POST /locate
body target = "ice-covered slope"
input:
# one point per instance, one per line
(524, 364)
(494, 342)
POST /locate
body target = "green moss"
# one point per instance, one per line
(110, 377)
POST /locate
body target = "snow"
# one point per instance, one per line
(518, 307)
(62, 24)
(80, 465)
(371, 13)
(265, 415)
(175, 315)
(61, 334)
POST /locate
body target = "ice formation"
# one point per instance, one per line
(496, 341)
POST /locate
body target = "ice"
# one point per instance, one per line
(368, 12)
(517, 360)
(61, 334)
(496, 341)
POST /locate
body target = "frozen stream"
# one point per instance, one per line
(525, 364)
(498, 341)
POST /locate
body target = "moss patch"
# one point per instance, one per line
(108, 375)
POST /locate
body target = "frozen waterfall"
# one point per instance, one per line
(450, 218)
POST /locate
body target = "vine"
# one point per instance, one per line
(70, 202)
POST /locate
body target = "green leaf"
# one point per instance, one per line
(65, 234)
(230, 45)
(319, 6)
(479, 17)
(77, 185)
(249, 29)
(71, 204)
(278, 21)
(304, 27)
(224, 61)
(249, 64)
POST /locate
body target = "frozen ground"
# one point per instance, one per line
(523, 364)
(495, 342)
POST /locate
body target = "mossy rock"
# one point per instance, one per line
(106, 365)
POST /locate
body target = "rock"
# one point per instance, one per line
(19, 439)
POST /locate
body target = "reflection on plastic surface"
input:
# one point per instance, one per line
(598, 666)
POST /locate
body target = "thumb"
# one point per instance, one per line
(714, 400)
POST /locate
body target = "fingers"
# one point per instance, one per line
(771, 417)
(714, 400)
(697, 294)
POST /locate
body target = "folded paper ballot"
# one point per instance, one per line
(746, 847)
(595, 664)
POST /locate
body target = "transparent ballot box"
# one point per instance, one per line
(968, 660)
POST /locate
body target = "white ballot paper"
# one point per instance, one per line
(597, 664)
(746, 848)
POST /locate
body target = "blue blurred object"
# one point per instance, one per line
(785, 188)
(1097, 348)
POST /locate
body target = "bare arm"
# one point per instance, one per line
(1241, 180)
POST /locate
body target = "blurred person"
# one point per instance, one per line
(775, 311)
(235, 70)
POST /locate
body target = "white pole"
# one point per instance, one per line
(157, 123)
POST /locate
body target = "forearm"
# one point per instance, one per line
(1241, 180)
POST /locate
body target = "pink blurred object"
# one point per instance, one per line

Written task =>
Show every line of the rows above that contains the string "frozen", matching case exactly.

Exercise result =>
body target = "frozen stream"
body target = "frozen waterfall"
body target = "frozen ground"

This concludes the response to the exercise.